+++ PROVIDED DATA

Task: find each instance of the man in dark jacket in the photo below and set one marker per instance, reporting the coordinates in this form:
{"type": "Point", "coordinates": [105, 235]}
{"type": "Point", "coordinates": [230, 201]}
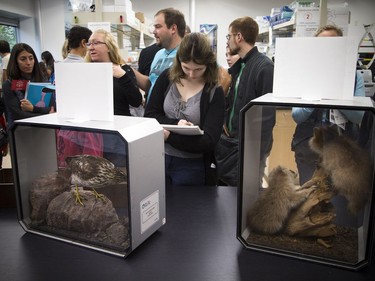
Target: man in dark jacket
{"type": "Point", "coordinates": [252, 77]}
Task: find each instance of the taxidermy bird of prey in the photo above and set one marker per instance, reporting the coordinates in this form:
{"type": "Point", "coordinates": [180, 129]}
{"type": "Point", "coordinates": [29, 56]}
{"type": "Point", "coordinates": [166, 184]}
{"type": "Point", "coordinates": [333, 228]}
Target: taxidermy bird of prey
{"type": "Point", "coordinates": [94, 172]}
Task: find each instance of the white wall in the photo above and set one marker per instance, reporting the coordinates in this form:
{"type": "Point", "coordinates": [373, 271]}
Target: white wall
{"type": "Point", "coordinates": [46, 31]}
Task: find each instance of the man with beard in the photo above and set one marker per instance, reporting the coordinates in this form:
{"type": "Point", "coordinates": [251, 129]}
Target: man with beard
{"type": "Point", "coordinates": [169, 29]}
{"type": "Point", "coordinates": [252, 77]}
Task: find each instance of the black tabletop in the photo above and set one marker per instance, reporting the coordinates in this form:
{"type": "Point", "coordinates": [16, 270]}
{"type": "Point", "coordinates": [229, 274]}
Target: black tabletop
{"type": "Point", "coordinates": [198, 242]}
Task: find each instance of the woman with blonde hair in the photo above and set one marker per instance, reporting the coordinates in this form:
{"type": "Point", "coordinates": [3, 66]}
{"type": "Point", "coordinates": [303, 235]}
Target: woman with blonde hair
{"type": "Point", "coordinates": [102, 47]}
{"type": "Point", "coordinates": [189, 94]}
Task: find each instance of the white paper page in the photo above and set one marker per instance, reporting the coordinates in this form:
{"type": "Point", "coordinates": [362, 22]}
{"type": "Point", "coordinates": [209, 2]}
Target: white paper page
{"type": "Point", "coordinates": [315, 67]}
{"type": "Point", "coordinates": [84, 91]}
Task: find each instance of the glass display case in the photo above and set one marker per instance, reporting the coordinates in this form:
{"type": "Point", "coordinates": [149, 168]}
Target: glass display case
{"type": "Point", "coordinates": [97, 184]}
{"type": "Point", "coordinates": [309, 194]}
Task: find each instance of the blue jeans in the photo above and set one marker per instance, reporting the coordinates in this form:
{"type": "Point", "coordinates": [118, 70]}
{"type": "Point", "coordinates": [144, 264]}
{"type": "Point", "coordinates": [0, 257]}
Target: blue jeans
{"type": "Point", "coordinates": [184, 171]}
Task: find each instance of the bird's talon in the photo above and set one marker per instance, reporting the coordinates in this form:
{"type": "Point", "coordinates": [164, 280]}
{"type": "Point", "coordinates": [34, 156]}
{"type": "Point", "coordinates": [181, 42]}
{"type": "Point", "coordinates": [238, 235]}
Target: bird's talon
{"type": "Point", "coordinates": [98, 195]}
{"type": "Point", "coordinates": [78, 197]}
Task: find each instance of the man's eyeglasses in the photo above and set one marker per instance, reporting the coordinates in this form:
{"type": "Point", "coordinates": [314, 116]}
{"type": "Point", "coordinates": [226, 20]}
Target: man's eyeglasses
{"type": "Point", "coordinates": [228, 36]}
{"type": "Point", "coordinates": [95, 43]}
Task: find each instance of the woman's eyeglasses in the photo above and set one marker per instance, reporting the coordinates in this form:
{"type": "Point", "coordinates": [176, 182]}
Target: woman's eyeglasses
{"type": "Point", "coordinates": [95, 43]}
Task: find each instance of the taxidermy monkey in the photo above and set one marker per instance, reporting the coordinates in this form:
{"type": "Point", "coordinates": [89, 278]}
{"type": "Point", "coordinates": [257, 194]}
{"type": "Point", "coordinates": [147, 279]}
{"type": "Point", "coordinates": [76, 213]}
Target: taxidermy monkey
{"type": "Point", "coordinates": [347, 164]}
{"type": "Point", "coordinates": [270, 211]}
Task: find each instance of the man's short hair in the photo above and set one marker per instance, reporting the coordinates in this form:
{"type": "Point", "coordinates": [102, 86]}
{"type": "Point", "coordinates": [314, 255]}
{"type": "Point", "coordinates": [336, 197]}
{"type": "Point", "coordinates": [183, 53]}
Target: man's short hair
{"type": "Point", "coordinates": [173, 16]}
{"type": "Point", "coordinates": [76, 35]}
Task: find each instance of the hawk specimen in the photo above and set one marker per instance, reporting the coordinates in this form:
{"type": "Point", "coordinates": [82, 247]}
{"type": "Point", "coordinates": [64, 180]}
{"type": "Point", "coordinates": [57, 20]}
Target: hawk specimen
{"type": "Point", "coordinates": [94, 172]}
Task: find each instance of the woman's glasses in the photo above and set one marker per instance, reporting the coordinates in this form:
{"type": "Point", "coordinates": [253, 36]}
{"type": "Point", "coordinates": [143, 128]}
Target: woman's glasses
{"type": "Point", "coordinates": [95, 43]}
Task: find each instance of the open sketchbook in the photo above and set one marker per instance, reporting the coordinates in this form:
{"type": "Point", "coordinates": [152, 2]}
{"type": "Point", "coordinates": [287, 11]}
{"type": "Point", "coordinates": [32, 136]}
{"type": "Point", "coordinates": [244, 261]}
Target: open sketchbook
{"type": "Point", "coordinates": [184, 130]}
{"type": "Point", "coordinates": [39, 94]}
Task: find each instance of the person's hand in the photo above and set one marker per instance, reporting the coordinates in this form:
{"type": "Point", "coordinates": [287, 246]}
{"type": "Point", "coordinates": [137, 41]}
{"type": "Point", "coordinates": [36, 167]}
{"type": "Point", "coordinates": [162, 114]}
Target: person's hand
{"type": "Point", "coordinates": [26, 105]}
{"type": "Point", "coordinates": [166, 134]}
{"type": "Point", "coordinates": [118, 71]}
{"type": "Point", "coordinates": [184, 122]}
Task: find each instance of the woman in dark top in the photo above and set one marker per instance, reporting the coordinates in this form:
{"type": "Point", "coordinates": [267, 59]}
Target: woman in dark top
{"type": "Point", "coordinates": [189, 94]}
{"type": "Point", "coordinates": [23, 67]}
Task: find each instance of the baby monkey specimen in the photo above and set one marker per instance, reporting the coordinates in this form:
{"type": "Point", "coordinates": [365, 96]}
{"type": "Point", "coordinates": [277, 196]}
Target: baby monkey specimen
{"type": "Point", "coordinates": [270, 211]}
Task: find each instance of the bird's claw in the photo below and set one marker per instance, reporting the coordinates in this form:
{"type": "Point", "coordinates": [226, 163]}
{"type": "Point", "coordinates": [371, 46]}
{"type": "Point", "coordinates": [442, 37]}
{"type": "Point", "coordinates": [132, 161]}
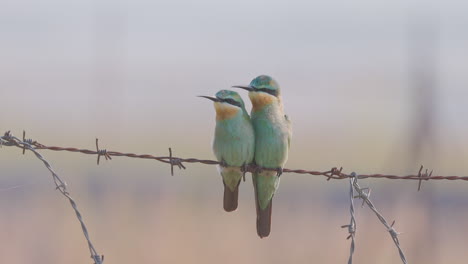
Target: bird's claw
{"type": "Point", "coordinates": [223, 163]}
{"type": "Point", "coordinates": [279, 171]}
{"type": "Point", "coordinates": [244, 169]}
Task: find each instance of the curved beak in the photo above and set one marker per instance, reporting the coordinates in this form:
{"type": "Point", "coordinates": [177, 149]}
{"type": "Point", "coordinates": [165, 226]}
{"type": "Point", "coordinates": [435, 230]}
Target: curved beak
{"type": "Point", "coordinates": [248, 88]}
{"type": "Point", "coordinates": [214, 99]}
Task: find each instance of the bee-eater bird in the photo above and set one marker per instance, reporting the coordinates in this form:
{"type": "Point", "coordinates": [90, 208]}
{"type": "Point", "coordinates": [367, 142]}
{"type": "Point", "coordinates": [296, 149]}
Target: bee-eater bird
{"type": "Point", "coordinates": [233, 143]}
{"type": "Point", "coordinates": [272, 139]}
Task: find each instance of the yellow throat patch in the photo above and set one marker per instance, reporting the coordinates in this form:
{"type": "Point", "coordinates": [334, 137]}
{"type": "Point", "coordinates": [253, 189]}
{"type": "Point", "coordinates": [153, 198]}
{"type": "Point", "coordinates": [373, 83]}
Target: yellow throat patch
{"type": "Point", "coordinates": [225, 111]}
{"type": "Point", "coordinates": [259, 100]}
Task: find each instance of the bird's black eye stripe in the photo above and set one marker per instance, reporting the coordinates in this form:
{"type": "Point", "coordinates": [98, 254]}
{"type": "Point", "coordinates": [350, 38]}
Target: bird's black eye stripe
{"type": "Point", "coordinates": [231, 101]}
{"type": "Point", "coordinates": [268, 91]}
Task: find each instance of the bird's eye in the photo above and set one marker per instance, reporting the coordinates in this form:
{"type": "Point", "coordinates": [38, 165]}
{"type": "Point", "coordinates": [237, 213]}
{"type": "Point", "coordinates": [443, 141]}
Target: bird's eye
{"type": "Point", "coordinates": [233, 102]}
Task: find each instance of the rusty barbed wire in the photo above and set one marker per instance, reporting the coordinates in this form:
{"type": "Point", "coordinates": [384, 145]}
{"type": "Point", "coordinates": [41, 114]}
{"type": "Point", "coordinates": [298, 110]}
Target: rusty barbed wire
{"type": "Point", "coordinates": [333, 173]}
{"type": "Point", "coordinates": [352, 223]}
{"type": "Point", "coordinates": [365, 197]}
{"type": "Point", "coordinates": [9, 140]}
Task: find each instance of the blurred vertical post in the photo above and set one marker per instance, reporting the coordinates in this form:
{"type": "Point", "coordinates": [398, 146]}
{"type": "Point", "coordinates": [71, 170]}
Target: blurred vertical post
{"type": "Point", "coordinates": [423, 88]}
{"type": "Point", "coordinates": [110, 49]}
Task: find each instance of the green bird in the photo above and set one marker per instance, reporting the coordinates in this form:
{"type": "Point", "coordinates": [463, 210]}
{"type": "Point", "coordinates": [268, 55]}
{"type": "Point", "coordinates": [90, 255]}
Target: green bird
{"type": "Point", "coordinates": [233, 143]}
{"type": "Point", "coordinates": [272, 139]}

++++++

TASK BRIEF
Each line above that contains "below" counts once; report the total of such lines and nothing more.

WRITTEN ANSWER
2